| Stated problem 1 |
Render the entries as a numbered list, beginning at their first line and stopping after the line that contains "[197,0,1288,318]". Skip blank lines and leave out the pictures.
| Stated problem 2 |
Carry on the Sabbath commentary on 1 Corinthians 9 from the point where it stops.

** begin Excerpt to read **

For the Sabbath of December 2, 2006

 

The person conducting the Sabbath service should open services with two or three hymns, or psalms, followed by an opening prayer acknowledging that two or three (or more) are gathered together in Christ Jesus’ name, and inviting the Lord to be with them.

The person conducting the service should read or assign to be read 1 Corinthians chapter 9.

Commentary: The Apostle Paul will, in his second canonized epistle to the saints at Corinth, return to the subject of support, but disciples need to first understand what Paul wrote, for disciples must learn not to go beyond what is written that none become puffed up with ego (1 Cor 4:6).

Paul asks the rhetorical question of whether he is an apostle? Or simply, is not he one who also has been sent forth by God?

The Lord had said of, then, Saul of Tarsus, that “he is a chosen instrument of [the Lord’s] to carry [His] name before the Gentiles and kings and the children of Israel” (Acts 9:15). If God chose Paul to do the work of carrying His name to the world, then is Paul not an apostle? And if an apostle, has not God committed Himself to supplying Paul with his needs? Jesus said, ‘“If God so clothed the grasses of the field, which today is alive and tomorrow is thrown into the oven, will he not much more clothe you, O you of little faith? Therefore do not be anxious, saying, “What shall we eat?” or “What shall we drink?” or “What shall we wear?” For the Gentiles seek after all these things, and your heavenly Father knows that you need them all”’ (Matt 6:30-32). And there is the stickler: God knows that the flesh and blood bodies in which born of Spirit sons of God are temporarily domiciled need maintenance. These tents of flesh are actually high maintenance dwellings. They make demands that cause Gentiles [those of the nations of this world] to seek after food, drink, fine apparel, comfortable housing, reliable transportation, vacations at Disney World—those things upon which most of a North American’s income is spent.

** end Excerpt to read **
** begin Data records **

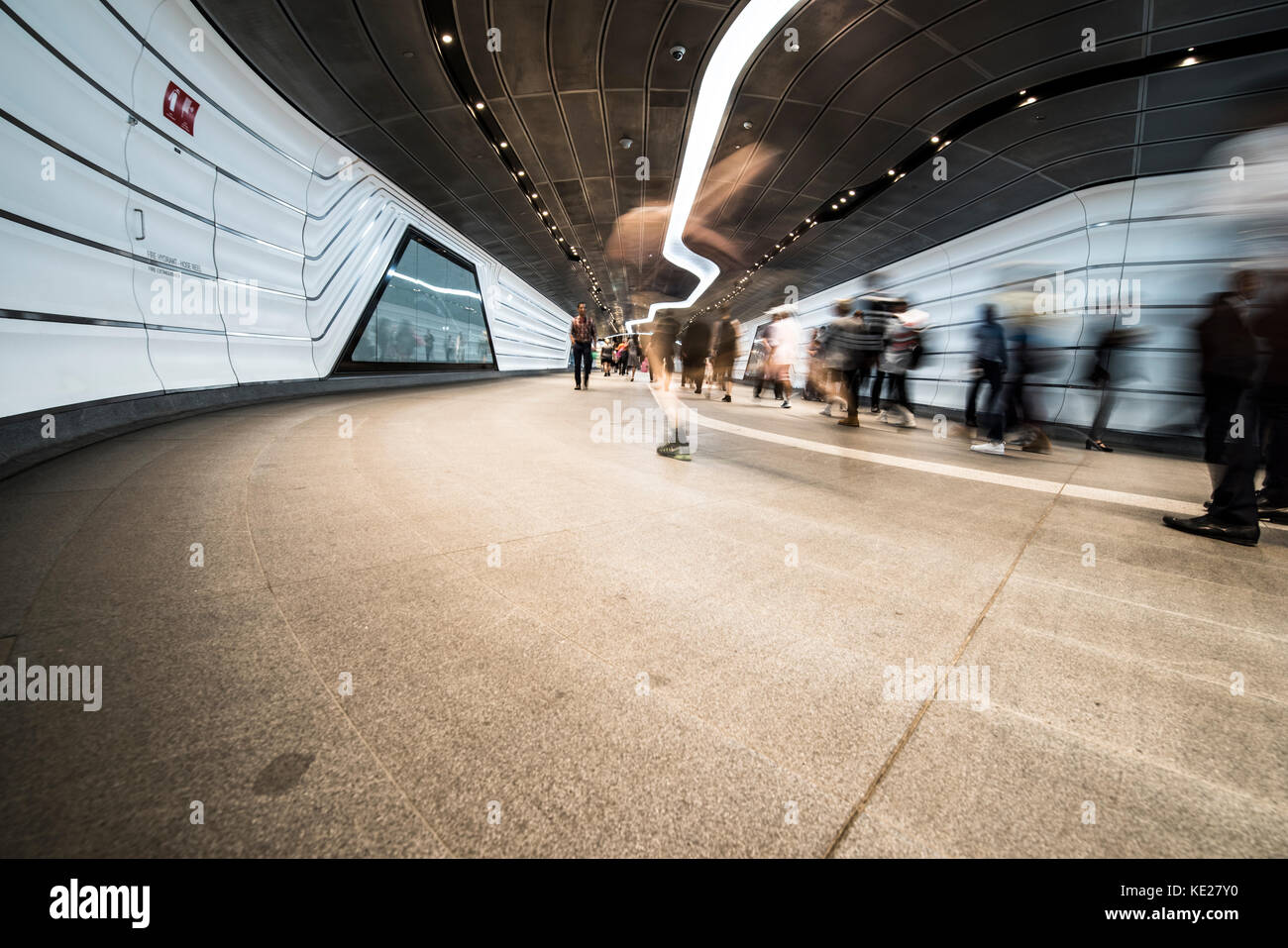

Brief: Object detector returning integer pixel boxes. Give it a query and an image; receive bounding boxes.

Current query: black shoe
[1257,489,1288,523]
[1163,514,1261,546]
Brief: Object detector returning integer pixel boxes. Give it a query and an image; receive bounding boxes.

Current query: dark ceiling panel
[559,91,615,177]
[551,0,608,93]
[197,0,1288,318]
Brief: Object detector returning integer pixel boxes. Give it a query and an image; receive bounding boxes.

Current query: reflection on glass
[351,235,492,366]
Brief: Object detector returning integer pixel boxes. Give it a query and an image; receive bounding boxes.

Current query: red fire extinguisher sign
[161,82,201,136]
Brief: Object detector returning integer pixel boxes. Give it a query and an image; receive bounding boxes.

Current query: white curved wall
[748,167,1240,433]
[0,0,568,417]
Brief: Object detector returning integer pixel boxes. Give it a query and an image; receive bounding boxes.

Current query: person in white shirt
[765,306,800,408]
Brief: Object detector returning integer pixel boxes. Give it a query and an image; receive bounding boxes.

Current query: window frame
[331,227,499,374]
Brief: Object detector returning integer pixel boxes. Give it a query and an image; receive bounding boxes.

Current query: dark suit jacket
[1198,292,1257,386]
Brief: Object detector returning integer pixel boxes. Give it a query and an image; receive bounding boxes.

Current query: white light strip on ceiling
[626,0,802,327]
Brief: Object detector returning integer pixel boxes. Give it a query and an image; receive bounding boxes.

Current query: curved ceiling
[198,0,1288,327]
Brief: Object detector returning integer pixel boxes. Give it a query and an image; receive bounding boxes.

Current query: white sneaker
[970,441,1006,455]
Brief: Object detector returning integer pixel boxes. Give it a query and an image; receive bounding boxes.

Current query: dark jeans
[966,360,1002,428]
[884,372,912,411]
[1091,378,1118,441]
[1261,383,1288,501]
[1208,399,1259,527]
[1203,376,1246,464]
[572,343,591,385]
[755,372,783,400]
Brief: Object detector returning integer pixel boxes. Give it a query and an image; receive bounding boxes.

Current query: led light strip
[626,0,802,329]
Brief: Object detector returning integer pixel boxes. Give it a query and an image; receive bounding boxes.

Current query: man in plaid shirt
[568,303,595,391]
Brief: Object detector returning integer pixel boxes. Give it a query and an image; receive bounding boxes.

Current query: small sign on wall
[162,82,201,136]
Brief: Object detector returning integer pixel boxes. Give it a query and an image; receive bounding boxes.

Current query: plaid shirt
[570,316,595,343]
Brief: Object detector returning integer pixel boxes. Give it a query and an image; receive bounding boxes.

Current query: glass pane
[352,236,492,366]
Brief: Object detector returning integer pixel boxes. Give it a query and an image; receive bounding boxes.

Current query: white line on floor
[691,409,1203,516]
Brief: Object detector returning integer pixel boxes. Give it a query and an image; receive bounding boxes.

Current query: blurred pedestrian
[711,306,739,402]
[1163,270,1261,546]
[568,303,595,391]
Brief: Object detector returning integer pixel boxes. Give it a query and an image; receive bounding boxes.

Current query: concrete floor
[0,376,1288,857]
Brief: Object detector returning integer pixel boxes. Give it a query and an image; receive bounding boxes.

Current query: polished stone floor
[0,376,1288,857]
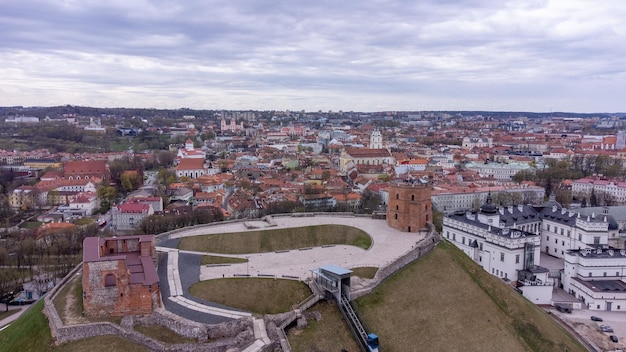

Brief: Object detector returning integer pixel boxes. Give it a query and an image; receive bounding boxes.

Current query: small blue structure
[311,265,352,301]
[365,334,378,352]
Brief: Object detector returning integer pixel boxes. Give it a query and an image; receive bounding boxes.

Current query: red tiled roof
[176,158,204,170]
[117,203,150,213]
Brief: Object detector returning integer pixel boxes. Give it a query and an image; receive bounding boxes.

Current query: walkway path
[157,216,424,351]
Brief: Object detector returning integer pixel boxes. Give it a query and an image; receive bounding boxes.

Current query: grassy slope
[0,232,585,352]
[357,243,586,352]
[178,225,372,254]
[0,300,147,352]
[287,301,359,352]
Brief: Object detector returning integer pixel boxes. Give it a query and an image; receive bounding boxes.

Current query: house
[111,202,154,231]
[177,138,206,160]
[82,235,161,317]
[128,197,163,212]
[395,159,428,175]
[69,192,100,216]
[63,160,111,181]
[299,193,337,210]
[176,158,208,178]
[9,186,39,209]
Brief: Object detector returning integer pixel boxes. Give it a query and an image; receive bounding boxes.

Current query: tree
[157,169,176,186]
[96,186,117,213]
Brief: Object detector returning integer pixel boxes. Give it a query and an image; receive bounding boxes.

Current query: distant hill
[357,242,587,352]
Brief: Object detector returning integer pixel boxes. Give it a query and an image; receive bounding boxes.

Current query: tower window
[104,274,115,287]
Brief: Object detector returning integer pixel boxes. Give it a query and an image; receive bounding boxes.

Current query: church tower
[370,130,383,149]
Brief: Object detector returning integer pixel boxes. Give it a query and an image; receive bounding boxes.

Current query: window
[104,274,115,287]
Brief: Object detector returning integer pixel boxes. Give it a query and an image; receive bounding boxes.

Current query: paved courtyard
[157,216,425,323]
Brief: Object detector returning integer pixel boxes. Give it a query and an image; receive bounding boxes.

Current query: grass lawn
[53,275,83,324]
[189,278,311,314]
[178,225,372,254]
[0,267,30,280]
[0,308,20,320]
[134,325,198,344]
[357,242,586,352]
[200,255,248,265]
[287,301,359,352]
[350,266,378,279]
[0,300,53,352]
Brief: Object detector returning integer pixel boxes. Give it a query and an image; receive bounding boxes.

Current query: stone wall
[350,223,441,300]
[43,263,254,352]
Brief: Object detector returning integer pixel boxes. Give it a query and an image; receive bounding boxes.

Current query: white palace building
[442,195,626,311]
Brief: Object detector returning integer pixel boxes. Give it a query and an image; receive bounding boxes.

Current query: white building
[111,203,154,231]
[541,205,609,258]
[572,177,626,205]
[465,162,534,181]
[442,195,553,304]
[563,246,626,311]
[462,137,493,150]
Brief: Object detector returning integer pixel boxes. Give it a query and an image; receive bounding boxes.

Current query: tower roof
[480,192,498,214]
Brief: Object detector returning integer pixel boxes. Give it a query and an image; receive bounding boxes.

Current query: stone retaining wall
[350,224,441,300]
[43,263,254,352]
[44,213,440,352]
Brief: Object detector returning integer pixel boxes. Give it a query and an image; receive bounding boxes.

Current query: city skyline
[0,0,626,113]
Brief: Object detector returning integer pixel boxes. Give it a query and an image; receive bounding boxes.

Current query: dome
[480,192,498,214]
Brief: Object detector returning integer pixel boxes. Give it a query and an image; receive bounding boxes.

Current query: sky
[0,0,626,113]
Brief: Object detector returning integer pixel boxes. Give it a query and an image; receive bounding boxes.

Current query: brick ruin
[83,236,161,317]
[387,180,433,232]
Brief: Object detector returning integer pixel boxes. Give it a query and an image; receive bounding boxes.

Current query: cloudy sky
[0,0,626,112]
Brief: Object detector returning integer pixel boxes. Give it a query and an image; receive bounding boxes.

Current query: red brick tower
[387,180,433,232]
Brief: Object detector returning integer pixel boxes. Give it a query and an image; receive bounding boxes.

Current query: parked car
[600,324,613,332]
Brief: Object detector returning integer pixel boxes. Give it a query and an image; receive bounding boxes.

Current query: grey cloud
[0,0,626,111]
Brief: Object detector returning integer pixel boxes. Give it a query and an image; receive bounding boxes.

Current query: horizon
[0,104,626,117]
[0,0,626,114]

** end Data records **

| Task answer 1 |
1. Brief: Object detector returning integer pixel boxes. Give it a query and an image; receive bounding boxes.
2. Current query: black shoe
3. [1257,489,1288,523]
4. [1163,514,1261,546]
5. Brief: Object detector returning integer pixel boxes. Give it a query and an image; receive bounding boxes.
6. Current query: dark ceiling panel
7. [559,91,615,177]
8. [551,0,608,93]
9. [197,0,1288,318]

| Task answer 2 |
When Elijah fled before Jezebel’s threat to kill him, he ran to Beersheba, the land of Judah, left his servant there, then went another day’s journey into the wilderness and asked God to die (1 Kings 19:3-4). God supplied Elijah’s need for food and water by having an angel bake a cake on hot stones and place the cake and jar of water beside his head while he slept under a broom tree (vv. 5-6). The angel came to Elijah a second time and delivered food and drink. On the strength of that food, Elijah went forty days and forty nights to Horeb, the mountain of God (vv. 7-8). Elijah went without eating or drinking as Moses has done twice, and as Jesus did once.

But Elijah was not a stranger to having God supply his physical needs: after Elijah declared to Ahab that there would be a drought in the land, he hid himself by the brook Cherith and ravens brought him bread and meat in the mornings and in the evenings until the brook dried up (1 Kings 17:3-7). Then, on the command of the Lord, he dwelt with the widow at Zarephath, and the nearly empty jar of flour and jug of oil never ran out, according to the word of the Lord (vv. 8-16).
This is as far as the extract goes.